TASK STATEMENT: Print, unchanged, the part of the lines below that opens with the line containing "of the street" and runs through the last line.

(Data records)

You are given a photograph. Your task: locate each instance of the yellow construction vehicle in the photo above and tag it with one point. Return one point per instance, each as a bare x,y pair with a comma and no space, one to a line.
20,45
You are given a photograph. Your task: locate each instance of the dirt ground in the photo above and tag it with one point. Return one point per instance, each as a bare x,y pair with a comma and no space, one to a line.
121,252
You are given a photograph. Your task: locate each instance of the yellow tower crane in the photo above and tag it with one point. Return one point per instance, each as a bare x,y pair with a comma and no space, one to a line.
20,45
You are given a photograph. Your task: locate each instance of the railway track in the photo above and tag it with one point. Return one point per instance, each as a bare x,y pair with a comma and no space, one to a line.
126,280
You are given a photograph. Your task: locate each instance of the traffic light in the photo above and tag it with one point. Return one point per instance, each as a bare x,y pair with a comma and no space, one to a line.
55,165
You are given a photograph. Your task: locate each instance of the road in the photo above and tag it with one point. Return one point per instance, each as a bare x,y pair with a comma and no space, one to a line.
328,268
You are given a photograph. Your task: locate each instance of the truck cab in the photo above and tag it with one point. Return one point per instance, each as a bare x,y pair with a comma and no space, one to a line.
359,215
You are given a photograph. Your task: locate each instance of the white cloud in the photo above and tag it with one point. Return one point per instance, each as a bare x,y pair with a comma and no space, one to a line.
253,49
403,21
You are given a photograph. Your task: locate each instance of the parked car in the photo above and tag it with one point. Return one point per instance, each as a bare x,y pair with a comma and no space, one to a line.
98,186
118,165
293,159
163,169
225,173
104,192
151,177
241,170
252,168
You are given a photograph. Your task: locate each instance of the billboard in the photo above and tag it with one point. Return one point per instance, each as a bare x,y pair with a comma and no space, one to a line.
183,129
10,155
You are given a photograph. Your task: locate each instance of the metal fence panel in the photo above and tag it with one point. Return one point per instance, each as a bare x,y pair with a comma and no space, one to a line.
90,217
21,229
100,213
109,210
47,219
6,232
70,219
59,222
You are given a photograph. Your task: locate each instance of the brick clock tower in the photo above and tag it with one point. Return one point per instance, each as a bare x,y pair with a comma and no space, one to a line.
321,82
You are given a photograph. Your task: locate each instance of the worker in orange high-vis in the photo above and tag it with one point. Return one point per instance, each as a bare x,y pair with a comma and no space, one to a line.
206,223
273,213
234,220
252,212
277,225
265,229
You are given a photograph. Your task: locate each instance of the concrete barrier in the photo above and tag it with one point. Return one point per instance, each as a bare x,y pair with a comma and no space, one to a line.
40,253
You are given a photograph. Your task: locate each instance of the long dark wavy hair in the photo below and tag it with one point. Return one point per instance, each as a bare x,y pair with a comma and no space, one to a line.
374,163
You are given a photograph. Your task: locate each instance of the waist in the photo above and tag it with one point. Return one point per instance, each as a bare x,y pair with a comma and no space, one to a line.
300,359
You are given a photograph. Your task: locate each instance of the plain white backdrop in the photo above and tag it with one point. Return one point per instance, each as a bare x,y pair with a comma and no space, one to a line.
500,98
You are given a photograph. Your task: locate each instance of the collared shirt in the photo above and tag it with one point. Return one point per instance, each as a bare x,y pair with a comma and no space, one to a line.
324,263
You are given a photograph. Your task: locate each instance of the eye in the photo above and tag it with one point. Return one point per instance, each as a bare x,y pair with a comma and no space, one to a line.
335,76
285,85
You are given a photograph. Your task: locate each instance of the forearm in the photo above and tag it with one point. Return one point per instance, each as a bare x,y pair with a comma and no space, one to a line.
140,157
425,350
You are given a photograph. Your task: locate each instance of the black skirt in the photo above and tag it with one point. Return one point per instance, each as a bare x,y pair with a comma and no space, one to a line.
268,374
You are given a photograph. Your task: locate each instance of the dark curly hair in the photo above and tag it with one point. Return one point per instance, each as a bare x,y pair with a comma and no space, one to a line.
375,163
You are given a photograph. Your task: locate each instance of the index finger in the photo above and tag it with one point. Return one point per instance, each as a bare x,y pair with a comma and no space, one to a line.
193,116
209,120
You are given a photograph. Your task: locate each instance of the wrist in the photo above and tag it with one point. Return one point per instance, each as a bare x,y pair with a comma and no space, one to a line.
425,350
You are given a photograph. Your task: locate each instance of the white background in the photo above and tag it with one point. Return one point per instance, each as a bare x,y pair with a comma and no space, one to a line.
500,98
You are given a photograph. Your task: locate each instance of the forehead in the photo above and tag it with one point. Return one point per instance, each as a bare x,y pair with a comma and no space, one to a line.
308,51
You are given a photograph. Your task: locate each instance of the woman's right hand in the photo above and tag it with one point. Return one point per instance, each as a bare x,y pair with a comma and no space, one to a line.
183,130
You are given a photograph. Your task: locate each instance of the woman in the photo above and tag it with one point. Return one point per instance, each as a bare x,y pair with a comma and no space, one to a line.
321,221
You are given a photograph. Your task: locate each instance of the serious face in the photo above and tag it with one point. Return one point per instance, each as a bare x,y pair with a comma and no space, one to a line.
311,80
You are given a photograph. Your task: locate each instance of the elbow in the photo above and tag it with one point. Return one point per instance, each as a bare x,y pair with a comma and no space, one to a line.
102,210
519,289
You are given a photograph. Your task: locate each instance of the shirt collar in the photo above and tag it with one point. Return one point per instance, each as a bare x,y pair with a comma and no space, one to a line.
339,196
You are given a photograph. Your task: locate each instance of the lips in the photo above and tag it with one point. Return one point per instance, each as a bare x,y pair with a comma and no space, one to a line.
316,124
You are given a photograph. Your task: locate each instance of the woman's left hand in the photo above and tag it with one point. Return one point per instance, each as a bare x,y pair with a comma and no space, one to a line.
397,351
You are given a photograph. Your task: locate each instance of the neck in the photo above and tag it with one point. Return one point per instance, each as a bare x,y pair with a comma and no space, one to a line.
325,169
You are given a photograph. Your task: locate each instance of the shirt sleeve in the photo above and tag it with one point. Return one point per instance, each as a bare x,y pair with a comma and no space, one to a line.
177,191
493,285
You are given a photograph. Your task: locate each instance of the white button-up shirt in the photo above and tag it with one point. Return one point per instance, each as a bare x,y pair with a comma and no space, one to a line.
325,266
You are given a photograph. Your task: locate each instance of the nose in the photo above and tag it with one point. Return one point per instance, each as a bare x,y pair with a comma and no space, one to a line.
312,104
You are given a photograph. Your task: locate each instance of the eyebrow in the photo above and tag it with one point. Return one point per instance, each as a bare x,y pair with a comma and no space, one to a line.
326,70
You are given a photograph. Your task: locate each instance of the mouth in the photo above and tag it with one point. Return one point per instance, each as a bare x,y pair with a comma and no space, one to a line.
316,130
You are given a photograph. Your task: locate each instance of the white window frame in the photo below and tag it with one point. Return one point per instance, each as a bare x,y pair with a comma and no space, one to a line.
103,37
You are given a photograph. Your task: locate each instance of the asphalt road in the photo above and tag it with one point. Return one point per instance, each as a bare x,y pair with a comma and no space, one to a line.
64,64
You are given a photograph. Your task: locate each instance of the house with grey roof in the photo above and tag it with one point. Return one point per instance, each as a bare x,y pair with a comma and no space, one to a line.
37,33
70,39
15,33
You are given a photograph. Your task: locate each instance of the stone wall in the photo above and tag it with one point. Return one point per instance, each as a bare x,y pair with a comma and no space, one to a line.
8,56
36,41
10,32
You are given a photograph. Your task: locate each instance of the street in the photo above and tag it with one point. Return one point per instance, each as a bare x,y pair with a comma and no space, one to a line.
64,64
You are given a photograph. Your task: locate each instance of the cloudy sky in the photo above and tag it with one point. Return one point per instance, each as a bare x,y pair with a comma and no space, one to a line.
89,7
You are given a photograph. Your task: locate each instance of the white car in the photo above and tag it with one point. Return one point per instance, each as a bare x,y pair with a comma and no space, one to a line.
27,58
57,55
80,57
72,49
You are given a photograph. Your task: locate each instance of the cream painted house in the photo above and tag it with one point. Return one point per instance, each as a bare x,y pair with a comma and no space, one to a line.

WRITTEN SOLUTION:
You are given a photograph. Your task: locate each instance of the street in the photo above and tag it with one point. Return one point per instance, each as a bare x,y pair with a comma and no space, one to a line.
64,64
You are given a photograph. Your task: locate each instance of the cloudy sky in the photo above and tag it with one point. Return one point per instance, each as a bare x,y pair with a comma and no space, one to a line.
89,7
You are given a photograph. Your task: locate each instance of the white car in the photo above and tag it with one point. Return one point per instance, each as a bare x,y pair with a comma and no space, one to a line.
27,58
57,55
80,57
72,49
You are given a photograph. Your task: locate each instance of the cream painted house in the photo above and tag it with one point. Return one point per instance, each as a bare x,y pair with a comma and no space, one to a line.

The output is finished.